▶ [課題の指示]
下の記事の内容に、次の(a)〜(c)の記述がそれぞれ合っているかを判断し、「はい」か「いいえ」で答える。各答えには、決め手となる記事の文言をそのまま引用して添える。
(a) GPT-Liveは、2026年7月8日(現地時間)に公開されたと報じられている。
(b) GPT-Liveは、片方が話し終えてから応答する方式を採用している。
(c) GPT-Liveは、1秒間に複数回、話すか、聞き続けるか、黙るかを判断する。

▶ [ページ抜粋]
────────────────

AIとの仕事が、キーボードの外へ出はじめている
2026.08.057分で読める
#AI×HR#キャリア

これまで、AIを使いこなす人の姿には決まった前提がありました。パソコンの前に座り、キーボードで指示を打ち込み、返ってきた文章を読む——という前提です。ところがこの7月、その前提を外す発表が続けて出てきました。話しかけるだけで仕事が進み、交わした会話がそのまま記録に変わる。今日は「AIの入口が声になる」という変化を起点に、働く人のスキルと評価のされ方がどう動きうるかを先読みします。

Pickup:注目の技術

① 相づちを打ちながら会話するAIが登場(ITmedia AI+)

OpenAIが2026年7月8日(現地時間)にリアルタイム音声モデル「GPT-Live」を公開したと報じられています。従来の「片方が話し終えてから応答する」方式ではなく、聞きながら同時に話せるフルデュプレックス(全二重)方式を採用し、会話の途中で相づちを挟んだり、割り込まれても自然に応答を切り替えたりできるとされています。1秒間に複数回「話すか、聞き続けるか、黙るか」を判断し、難しい問いは背後の別モデルに処理を渡しながら会話を続ける仕組みも紹介されています。

WeaveXの視点

転職を考えているなら:AIとのやりとりが会話のテンポで進むということは、「打ち込む前に考えをまとめる」という工程が省ける、ということでもあります。文章にする前の、まとまりきっていない状態のまま相談できるようになるわけです。頭の中が整理できてから相談しようと構えて先延ばしになりがちな人ほど、この変化の恩恵は大きいかもしれません。

────────────────

データソースの項目
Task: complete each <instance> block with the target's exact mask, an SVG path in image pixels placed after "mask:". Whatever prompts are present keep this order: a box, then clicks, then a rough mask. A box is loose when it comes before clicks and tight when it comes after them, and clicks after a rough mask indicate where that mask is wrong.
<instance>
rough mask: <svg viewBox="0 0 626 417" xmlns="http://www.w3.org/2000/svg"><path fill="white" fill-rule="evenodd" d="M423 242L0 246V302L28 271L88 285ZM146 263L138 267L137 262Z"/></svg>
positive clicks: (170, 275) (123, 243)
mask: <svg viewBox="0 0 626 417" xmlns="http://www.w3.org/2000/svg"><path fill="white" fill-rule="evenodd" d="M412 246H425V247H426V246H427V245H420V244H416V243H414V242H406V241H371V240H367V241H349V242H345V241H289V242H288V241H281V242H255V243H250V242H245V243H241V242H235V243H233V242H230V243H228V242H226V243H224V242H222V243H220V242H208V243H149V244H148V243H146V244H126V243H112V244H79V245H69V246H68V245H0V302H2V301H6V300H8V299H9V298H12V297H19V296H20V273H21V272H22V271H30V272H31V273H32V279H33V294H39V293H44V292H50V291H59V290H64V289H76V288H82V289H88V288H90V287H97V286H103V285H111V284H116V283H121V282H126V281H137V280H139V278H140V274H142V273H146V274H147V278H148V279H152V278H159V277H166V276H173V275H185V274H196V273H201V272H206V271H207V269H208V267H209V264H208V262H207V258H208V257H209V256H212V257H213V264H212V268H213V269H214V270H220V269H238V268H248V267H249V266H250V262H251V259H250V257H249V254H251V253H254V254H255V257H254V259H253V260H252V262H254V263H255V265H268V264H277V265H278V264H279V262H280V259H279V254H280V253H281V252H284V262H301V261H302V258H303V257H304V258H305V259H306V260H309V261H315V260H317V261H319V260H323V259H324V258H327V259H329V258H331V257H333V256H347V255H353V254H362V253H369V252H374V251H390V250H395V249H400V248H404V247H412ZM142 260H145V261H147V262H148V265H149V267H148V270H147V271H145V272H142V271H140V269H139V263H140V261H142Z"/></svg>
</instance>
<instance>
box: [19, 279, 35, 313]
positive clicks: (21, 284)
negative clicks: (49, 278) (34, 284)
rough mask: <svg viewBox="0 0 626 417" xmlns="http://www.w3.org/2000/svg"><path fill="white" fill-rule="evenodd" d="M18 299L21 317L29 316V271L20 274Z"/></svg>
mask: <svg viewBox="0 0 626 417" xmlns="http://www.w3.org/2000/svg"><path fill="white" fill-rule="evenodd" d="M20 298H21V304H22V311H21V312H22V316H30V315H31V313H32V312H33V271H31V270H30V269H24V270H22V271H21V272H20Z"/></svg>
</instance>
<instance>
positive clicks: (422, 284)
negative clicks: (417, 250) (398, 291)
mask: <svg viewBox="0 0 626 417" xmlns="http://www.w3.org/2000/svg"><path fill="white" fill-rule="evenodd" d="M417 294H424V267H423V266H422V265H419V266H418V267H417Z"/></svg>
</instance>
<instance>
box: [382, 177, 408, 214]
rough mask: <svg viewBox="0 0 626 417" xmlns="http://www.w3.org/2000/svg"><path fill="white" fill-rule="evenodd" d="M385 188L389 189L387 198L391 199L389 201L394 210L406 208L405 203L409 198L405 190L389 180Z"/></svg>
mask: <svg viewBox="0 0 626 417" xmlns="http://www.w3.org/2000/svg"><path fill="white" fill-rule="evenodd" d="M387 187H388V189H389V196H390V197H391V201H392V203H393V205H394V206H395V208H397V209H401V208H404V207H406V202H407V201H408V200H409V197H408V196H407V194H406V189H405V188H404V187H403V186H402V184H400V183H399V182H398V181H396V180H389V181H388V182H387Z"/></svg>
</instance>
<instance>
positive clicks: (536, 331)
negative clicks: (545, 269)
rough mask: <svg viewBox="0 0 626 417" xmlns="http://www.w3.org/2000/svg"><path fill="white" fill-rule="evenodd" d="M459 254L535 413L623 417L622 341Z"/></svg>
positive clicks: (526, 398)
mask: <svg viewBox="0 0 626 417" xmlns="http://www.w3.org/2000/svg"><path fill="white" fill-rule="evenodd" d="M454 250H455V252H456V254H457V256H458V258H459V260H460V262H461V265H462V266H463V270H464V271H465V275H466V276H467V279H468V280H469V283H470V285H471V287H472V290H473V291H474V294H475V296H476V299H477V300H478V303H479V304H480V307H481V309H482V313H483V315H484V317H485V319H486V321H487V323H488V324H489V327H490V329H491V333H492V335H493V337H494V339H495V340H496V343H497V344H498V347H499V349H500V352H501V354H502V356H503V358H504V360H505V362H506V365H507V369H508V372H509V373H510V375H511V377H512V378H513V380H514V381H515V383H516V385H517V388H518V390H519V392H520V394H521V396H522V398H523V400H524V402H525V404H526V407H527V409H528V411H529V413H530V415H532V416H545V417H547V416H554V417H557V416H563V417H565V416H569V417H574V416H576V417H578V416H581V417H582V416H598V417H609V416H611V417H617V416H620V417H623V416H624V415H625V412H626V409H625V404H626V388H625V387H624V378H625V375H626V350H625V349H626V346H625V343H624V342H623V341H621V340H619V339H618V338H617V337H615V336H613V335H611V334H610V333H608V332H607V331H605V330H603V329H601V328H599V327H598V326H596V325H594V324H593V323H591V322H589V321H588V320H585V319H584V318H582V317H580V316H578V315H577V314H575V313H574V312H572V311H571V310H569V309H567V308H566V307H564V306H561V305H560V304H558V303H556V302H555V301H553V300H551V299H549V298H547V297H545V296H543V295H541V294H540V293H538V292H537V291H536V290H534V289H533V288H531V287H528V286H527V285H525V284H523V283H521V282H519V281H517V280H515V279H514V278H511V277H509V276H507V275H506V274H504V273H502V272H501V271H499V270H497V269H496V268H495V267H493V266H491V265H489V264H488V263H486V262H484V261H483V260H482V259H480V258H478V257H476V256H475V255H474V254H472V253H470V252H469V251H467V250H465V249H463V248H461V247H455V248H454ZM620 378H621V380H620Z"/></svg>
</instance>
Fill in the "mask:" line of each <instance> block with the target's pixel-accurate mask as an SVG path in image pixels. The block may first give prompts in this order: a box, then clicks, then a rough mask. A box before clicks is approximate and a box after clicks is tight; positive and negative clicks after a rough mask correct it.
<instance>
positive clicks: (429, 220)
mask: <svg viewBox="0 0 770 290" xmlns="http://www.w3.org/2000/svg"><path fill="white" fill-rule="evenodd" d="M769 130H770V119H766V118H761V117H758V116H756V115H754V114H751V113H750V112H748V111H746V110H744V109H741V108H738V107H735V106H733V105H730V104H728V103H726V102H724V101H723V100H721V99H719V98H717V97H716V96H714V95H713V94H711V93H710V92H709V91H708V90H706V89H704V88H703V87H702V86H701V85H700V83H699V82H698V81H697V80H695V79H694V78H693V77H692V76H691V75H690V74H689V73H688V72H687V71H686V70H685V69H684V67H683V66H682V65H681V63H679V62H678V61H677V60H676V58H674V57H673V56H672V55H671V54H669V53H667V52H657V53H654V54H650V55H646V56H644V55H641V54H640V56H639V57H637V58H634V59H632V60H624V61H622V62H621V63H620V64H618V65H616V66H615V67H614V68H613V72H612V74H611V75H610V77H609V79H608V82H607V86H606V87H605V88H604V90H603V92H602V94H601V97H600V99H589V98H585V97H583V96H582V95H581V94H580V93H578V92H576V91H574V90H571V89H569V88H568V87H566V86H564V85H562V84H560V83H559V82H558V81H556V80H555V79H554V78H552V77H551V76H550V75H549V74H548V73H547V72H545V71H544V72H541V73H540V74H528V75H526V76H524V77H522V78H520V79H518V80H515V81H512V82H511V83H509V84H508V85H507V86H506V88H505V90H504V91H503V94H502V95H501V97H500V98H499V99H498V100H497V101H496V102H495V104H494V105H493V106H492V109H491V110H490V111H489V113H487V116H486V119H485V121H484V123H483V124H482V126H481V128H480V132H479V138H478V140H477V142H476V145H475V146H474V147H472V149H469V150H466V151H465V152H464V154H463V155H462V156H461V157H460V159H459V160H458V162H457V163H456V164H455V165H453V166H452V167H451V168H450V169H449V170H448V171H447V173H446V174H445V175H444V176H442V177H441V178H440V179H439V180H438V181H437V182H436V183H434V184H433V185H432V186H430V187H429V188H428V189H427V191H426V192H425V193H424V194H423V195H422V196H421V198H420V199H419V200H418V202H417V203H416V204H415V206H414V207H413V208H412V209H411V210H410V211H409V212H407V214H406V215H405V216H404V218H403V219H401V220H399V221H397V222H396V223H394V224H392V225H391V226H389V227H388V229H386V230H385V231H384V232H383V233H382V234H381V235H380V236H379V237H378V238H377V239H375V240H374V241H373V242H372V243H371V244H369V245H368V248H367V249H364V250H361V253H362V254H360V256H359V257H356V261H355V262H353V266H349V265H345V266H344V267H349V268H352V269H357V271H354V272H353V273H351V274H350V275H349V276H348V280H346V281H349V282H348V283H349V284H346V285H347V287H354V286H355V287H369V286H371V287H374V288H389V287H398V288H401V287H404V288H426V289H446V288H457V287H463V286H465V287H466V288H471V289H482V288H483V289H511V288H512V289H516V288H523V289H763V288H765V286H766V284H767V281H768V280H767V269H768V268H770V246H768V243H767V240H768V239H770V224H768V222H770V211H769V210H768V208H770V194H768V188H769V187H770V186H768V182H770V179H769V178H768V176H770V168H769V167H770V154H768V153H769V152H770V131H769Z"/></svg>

────────────────

▶ [課題の結果]
(a) はい。『2026年7月8日(現地時間)にリアルタイム音声モデル「GPT-Live」を公開したと報じられています』
(b) いいえ。『従来の「片方が話し終えてから応答する」方式ではなく、聞きながら同時に話せるフルデュプレックス(全二重)方式を採用し』
(c) はい。『1秒間に複数回「話すか、聞き続けるか、黙るか」を判断し』